#### The data

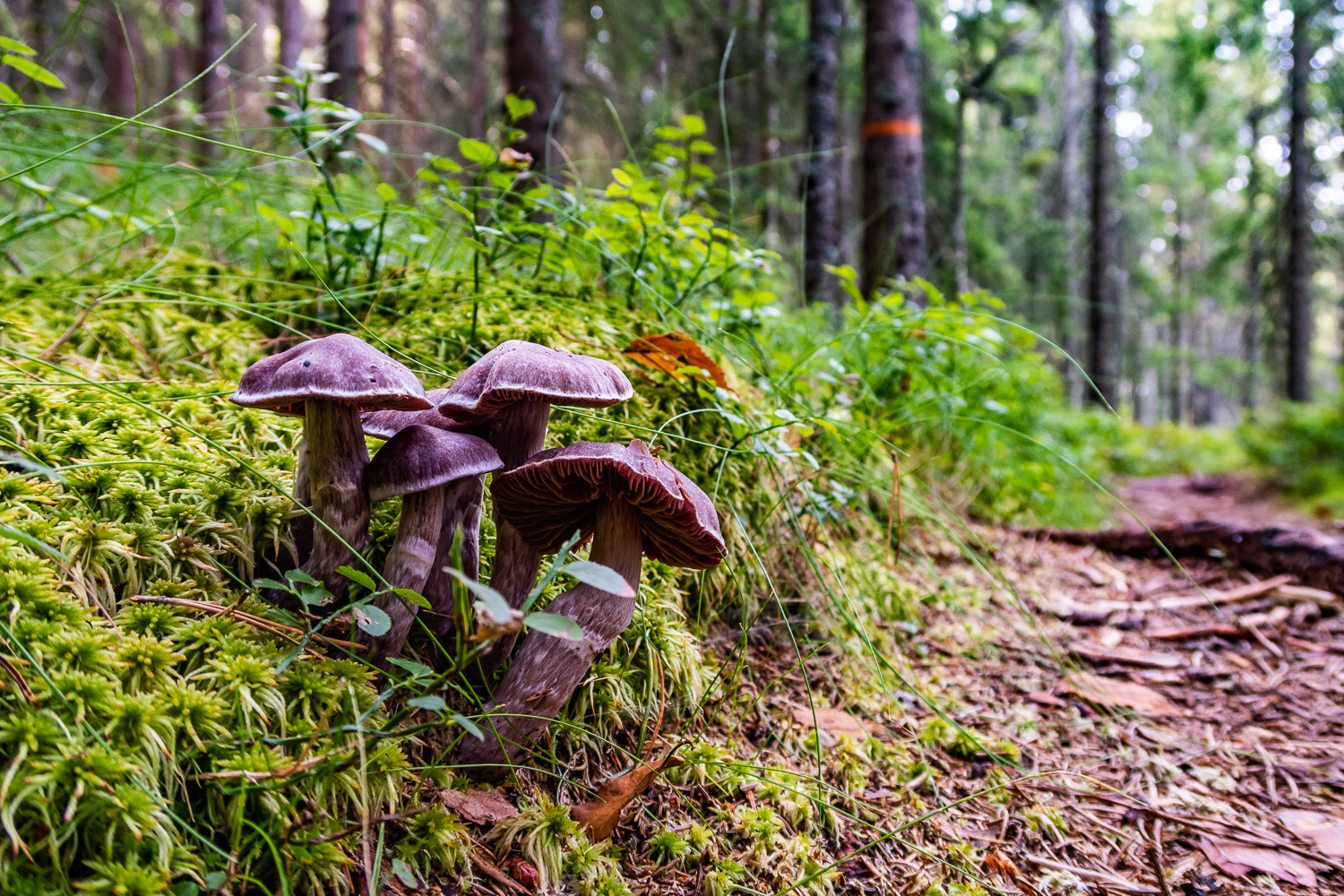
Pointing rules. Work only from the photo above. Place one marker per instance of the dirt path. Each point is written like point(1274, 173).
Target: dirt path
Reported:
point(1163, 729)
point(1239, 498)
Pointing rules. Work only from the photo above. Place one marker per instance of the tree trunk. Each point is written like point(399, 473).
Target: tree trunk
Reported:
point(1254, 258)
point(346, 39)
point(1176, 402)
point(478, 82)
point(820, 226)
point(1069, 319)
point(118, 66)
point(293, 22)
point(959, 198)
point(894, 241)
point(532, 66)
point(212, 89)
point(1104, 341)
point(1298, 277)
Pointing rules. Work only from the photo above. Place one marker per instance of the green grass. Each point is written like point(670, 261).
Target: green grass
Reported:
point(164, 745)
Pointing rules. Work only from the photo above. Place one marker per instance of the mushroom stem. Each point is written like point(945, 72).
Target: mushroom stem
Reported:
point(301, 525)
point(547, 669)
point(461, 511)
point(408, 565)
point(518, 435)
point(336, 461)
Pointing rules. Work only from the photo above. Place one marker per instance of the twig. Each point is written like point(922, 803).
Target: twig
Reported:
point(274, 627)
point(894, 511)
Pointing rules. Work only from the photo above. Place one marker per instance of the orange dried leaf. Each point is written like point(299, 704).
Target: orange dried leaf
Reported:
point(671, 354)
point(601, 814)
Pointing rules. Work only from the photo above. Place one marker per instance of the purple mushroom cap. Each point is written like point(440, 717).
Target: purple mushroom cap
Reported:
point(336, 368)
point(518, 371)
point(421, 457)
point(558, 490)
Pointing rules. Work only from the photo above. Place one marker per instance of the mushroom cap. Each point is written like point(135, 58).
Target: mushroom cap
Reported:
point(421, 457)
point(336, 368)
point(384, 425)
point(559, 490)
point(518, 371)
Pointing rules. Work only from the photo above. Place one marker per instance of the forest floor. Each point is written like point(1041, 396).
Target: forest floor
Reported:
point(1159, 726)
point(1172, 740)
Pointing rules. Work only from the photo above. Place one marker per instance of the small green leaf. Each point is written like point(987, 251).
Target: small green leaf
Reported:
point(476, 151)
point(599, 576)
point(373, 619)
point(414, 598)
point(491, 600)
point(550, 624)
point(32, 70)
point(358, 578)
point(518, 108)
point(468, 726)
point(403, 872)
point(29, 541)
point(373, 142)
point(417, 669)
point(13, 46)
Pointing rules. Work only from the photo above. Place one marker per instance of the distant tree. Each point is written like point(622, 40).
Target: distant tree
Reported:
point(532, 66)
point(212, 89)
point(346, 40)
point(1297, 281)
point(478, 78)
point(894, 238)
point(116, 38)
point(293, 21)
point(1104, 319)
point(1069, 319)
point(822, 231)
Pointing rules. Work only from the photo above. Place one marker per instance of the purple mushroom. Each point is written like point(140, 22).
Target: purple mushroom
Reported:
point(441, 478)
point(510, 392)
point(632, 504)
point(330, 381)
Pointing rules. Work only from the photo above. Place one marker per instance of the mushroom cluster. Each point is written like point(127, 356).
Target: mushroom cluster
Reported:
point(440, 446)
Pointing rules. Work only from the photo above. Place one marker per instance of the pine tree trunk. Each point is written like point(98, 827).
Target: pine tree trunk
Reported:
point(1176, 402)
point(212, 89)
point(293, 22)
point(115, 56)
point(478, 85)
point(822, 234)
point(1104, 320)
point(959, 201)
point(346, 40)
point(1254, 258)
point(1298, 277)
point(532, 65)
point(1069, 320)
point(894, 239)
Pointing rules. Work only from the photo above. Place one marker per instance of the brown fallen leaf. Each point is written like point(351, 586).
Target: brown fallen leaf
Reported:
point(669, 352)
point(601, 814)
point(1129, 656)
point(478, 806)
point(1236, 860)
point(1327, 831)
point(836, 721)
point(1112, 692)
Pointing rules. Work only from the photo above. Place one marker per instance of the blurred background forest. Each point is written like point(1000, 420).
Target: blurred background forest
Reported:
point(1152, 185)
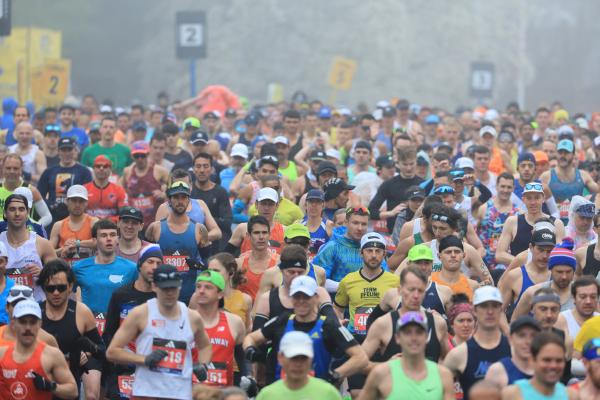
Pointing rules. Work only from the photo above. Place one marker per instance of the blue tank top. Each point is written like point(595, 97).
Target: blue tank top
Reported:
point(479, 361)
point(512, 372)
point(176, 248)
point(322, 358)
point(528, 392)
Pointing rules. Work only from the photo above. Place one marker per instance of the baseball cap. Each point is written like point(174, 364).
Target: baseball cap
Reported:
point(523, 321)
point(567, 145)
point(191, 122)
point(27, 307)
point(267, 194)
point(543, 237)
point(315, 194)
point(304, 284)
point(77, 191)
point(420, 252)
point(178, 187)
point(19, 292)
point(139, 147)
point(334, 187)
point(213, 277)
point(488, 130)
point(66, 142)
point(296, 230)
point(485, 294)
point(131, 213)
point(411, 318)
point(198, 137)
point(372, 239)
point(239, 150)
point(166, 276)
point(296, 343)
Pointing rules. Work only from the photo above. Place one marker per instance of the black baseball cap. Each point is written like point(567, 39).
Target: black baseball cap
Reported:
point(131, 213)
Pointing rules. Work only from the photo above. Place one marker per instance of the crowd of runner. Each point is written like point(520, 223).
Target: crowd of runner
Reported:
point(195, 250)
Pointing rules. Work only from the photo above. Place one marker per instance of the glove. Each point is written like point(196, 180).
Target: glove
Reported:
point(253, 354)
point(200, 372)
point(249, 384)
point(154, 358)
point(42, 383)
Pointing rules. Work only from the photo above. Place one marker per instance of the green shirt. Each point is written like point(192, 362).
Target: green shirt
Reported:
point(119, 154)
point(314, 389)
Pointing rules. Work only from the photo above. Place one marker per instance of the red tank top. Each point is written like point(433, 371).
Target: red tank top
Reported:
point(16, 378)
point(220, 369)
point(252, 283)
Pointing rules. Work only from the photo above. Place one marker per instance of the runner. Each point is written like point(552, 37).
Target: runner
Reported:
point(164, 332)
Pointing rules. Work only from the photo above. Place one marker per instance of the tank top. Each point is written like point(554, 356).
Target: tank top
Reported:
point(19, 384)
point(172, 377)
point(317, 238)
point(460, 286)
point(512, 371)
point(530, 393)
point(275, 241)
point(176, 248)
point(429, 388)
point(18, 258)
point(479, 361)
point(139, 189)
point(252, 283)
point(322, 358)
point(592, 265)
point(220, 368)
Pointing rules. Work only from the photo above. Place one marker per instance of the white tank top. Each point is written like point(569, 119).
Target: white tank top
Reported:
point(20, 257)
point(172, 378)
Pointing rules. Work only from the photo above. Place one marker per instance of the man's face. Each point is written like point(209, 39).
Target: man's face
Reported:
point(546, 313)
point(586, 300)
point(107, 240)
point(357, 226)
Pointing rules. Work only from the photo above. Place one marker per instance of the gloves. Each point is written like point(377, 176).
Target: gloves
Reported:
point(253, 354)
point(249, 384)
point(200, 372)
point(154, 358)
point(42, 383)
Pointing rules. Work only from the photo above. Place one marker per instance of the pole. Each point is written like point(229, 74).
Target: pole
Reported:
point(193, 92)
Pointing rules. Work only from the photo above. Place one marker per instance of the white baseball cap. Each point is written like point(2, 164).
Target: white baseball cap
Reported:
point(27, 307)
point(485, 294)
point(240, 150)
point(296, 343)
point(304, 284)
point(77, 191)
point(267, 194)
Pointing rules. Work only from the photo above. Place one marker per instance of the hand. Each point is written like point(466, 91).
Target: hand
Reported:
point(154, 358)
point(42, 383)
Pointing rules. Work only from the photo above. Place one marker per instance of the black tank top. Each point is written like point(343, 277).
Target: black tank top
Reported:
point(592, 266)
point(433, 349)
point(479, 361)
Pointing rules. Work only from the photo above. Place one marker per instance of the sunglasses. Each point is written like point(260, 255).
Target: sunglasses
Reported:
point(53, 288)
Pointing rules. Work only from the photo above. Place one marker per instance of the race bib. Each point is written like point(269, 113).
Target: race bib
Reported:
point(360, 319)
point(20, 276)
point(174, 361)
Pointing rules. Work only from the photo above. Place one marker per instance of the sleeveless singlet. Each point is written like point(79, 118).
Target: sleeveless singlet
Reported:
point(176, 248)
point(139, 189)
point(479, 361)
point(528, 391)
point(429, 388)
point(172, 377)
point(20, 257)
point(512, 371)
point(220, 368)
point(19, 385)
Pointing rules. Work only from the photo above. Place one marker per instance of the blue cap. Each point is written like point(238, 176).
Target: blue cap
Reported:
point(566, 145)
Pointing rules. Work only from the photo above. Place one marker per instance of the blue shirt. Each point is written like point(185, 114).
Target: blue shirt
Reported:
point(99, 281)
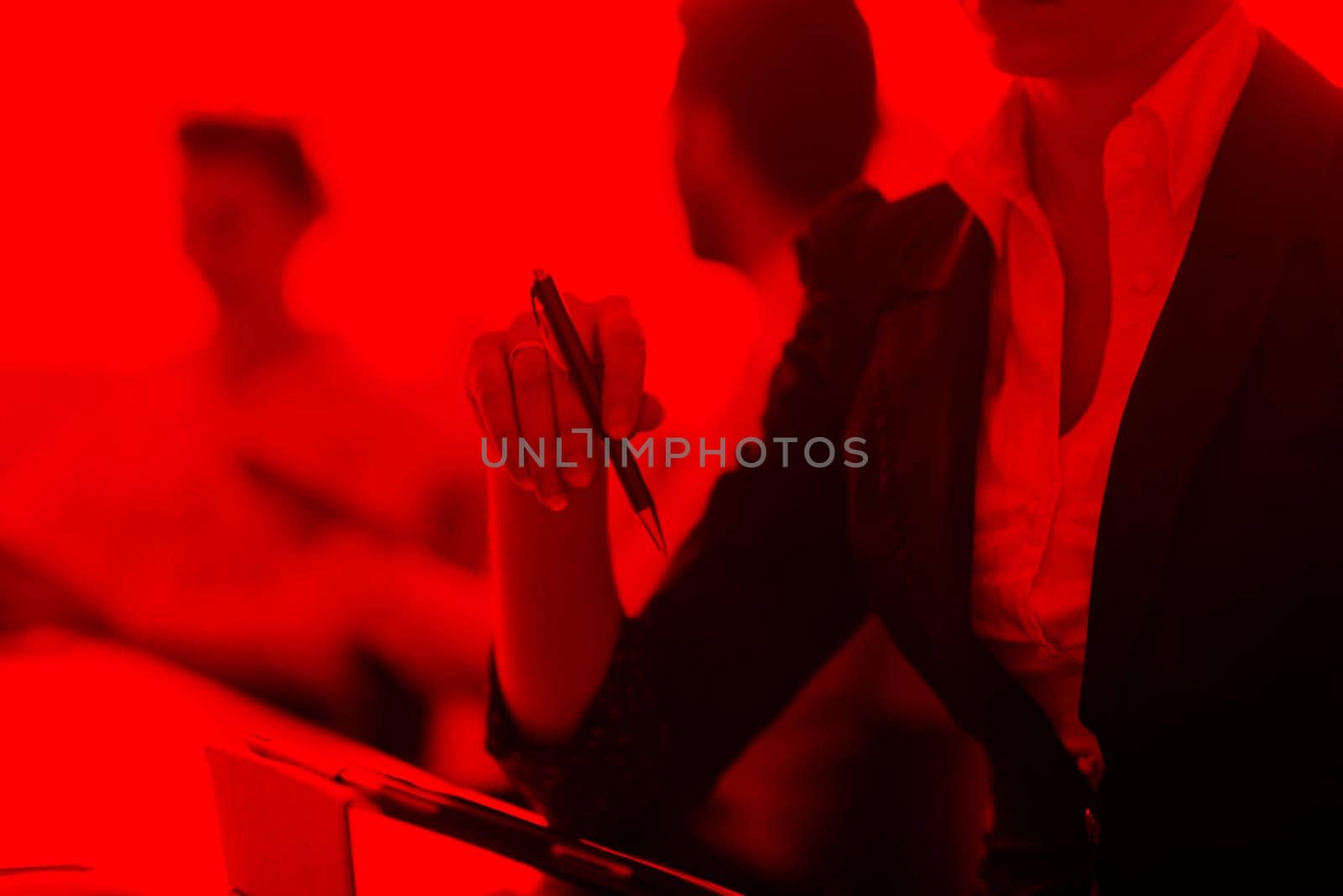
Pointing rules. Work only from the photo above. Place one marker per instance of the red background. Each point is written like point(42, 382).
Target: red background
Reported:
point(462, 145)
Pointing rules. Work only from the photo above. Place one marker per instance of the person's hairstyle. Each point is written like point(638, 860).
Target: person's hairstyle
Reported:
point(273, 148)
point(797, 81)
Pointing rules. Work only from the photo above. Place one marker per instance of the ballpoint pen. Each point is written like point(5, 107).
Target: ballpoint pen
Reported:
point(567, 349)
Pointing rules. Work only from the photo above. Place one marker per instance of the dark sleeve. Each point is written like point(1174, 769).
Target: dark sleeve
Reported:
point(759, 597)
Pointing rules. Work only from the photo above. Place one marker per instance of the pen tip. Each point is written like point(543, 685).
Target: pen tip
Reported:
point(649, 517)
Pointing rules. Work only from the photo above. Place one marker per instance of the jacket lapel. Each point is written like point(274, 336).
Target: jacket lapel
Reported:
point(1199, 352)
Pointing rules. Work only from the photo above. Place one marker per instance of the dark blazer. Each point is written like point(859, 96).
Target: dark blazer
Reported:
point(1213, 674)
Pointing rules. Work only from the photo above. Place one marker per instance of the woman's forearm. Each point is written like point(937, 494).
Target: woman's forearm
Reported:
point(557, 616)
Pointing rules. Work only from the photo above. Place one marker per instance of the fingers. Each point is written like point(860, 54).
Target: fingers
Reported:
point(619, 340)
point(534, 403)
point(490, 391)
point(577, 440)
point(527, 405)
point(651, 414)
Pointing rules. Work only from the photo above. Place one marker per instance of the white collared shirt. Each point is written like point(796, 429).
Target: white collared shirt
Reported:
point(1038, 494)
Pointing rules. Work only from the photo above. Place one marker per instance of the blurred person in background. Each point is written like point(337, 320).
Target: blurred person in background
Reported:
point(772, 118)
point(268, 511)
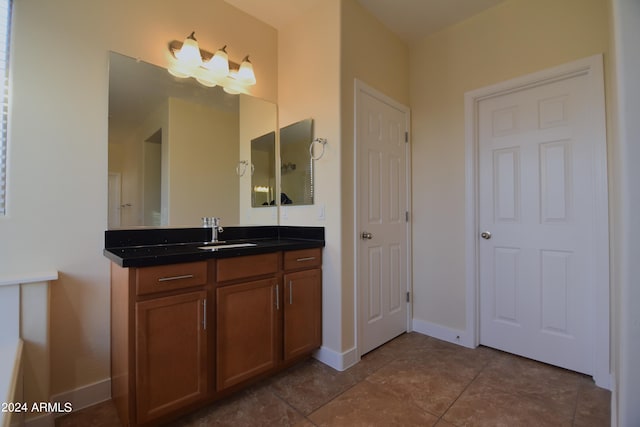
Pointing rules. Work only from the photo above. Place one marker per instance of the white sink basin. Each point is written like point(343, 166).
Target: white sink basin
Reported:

########

Format the data from the line containing "like point(466, 91)." through the line containing "point(99, 281)" as a JSON list of strings, one string per line and no blank lines.

[
  "Pointing rules. Work only from the photo above. Place one marker per instance of the hand. Each point is written like point(466, 91).",
  "Target: hand",
  "Reported:",
  "point(154, 358)",
  "point(42, 383)",
  "Pointing rules. Work only from the photo above. Place one marker per instance of the black tank top. Each point is written like point(343, 277).",
  "Target: black tank top",
  "Reported:",
  "point(592, 266)",
  "point(433, 349)",
  "point(479, 361)",
  "Pointing rules. Work only from the photo above. Place one marker per instance of the sunglasses. Each point is written like point(260, 255).",
  "Target: sunglasses",
  "Reported:",
  "point(53, 288)",
  "Pointing rules. Work only from the photo above. Place one marker per instance of the race bib. Each point is written like point(269, 113).",
  "Target: race bib",
  "Reported:",
  "point(360, 319)",
  "point(20, 276)",
  "point(174, 361)",
  "Pointing rules. Work only from the photo above. Place one marker per instance of the sleeveless singlet. Each point is written like point(79, 118).",
  "Target: sleeveless singlet",
  "Reported:",
  "point(176, 248)",
  "point(139, 189)",
  "point(479, 361)",
  "point(528, 391)",
  "point(429, 388)",
  "point(172, 377)",
  "point(20, 257)",
  "point(512, 371)",
  "point(220, 368)",
  "point(19, 385)",
  "Pointing rules. Work only from the photo above. Place one marker per instance of the blue cap. Each point is written like point(238, 176).",
  "Target: blue cap",
  "Reported:",
  "point(566, 145)",
  "Pointing rules. Work only from the photo above. Place one marker per instance of the blue shirt. Each point is written like point(185, 114).",
  "Target: blue shirt",
  "Reported:",
  "point(99, 281)"
]